The request:
Extend the forum thread about the receiver volume problem, picking up right after its last line.

Extract:
** Start **
# Receiver volume problem



## Jet978 (Sep 24, 2014)

I have an Onkyo TX-NR709 receiver. I'm having a problem with the volume. The sound when people are speaking is very low. The background sound ( explosions, birds chirping, waves crashing, etc. ) is very high. It's probably an easy fix. I'm sure it's a setting that I overlooked. I've tried updating the firmware and a factory reset with out any change. Any suggestions...


----------



## yustr (Sep 27, 2004)

Jet-welcome to TSF.

In movies and TV most of the dialog is handled by the center channel. Check the wire going to the center speaker. Exchange the speaker with a known good one. Check the setting in the menu. It should allow adjustment of the level. Run the test tone and adjust the levels so they're even. 

Try to eliminate one component at a time. Good luck.


----------



## Vegassparky (Nov 24, 2013)

I agree with yustr. Look through the receiver settings, and try turning up the center channel.

Does that receiver have auto level setup, with the little pyramid microphone? I've found they get you pretty close to good in the average room.


----------



## Jet978 (Sep 24, 2014)
** End **
Data excerpts:
** Start **
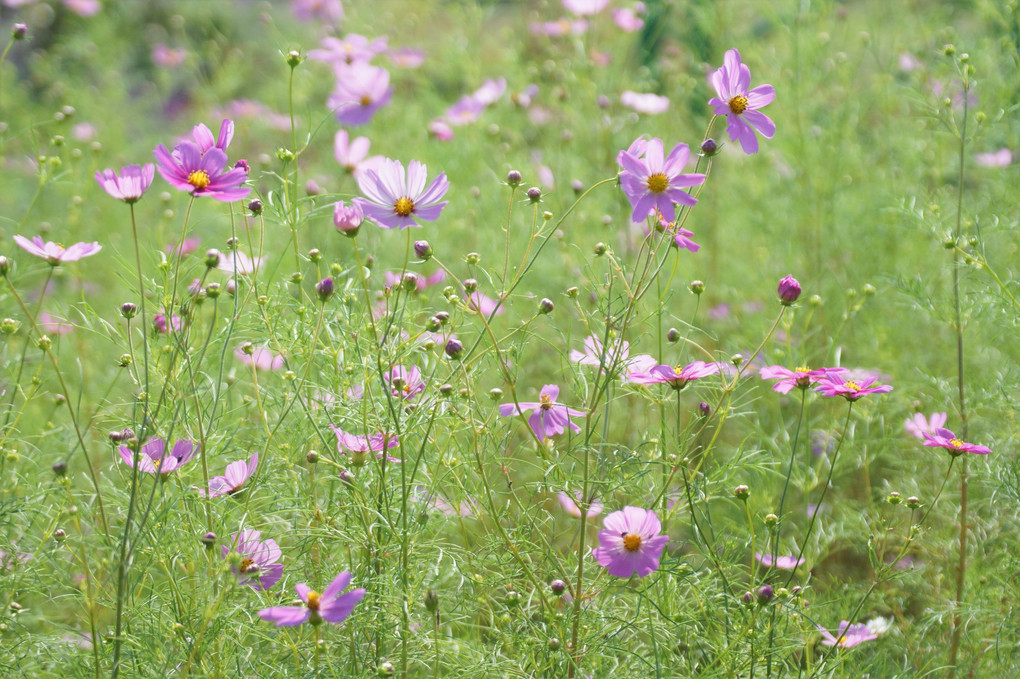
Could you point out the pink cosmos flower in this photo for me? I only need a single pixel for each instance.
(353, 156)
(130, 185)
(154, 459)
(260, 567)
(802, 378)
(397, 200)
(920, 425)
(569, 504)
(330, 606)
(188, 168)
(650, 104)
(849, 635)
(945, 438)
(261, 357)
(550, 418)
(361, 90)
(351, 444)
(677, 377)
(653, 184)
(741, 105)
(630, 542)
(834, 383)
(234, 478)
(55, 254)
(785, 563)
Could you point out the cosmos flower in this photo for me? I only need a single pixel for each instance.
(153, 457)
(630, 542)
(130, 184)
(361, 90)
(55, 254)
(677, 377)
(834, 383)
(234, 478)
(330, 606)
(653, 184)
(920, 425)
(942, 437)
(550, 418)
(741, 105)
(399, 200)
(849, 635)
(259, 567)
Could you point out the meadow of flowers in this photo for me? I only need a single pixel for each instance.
** End **
** Start **
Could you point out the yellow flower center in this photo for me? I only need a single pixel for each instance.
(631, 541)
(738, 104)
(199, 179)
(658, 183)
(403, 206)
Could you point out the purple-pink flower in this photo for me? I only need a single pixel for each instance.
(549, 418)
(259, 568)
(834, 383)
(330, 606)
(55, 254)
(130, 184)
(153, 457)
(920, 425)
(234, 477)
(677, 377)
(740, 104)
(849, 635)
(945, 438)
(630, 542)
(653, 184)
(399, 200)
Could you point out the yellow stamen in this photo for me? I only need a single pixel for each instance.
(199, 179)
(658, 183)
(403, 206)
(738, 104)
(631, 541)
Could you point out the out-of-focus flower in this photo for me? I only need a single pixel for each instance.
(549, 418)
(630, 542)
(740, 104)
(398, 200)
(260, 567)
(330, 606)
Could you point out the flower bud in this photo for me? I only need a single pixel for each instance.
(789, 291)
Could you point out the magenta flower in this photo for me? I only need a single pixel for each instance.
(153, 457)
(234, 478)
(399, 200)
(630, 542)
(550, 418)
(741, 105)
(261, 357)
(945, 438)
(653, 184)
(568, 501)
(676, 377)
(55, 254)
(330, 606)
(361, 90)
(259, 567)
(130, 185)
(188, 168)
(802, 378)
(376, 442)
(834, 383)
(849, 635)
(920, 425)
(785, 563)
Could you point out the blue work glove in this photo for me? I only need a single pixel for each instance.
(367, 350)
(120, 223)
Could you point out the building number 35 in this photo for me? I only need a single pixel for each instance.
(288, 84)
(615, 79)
** End **
The reply:
Thanks for the advice. I'll give it a shot


----------



## JimE (Apr 16, 2009)

First and foremost, verify the configuration. Typical options are speaker size, distance, and volume. As for individual speaker volume, each speaker should be adjusted so that the test tone sounds the same at a central location (ie: primary listening position).

Depending on your speakers, you may try swapping the center speaker with a different speaker, just to rule out a speaker issue.

Also, the source can affect sound quality/levels. A true surround source, such as a DVD movie (assuming everything is properly connected to take advantage of digital surround signals) will have good audio levels. 

Problems typically arise when using a stereo source and allowing the AVR to create surround sound.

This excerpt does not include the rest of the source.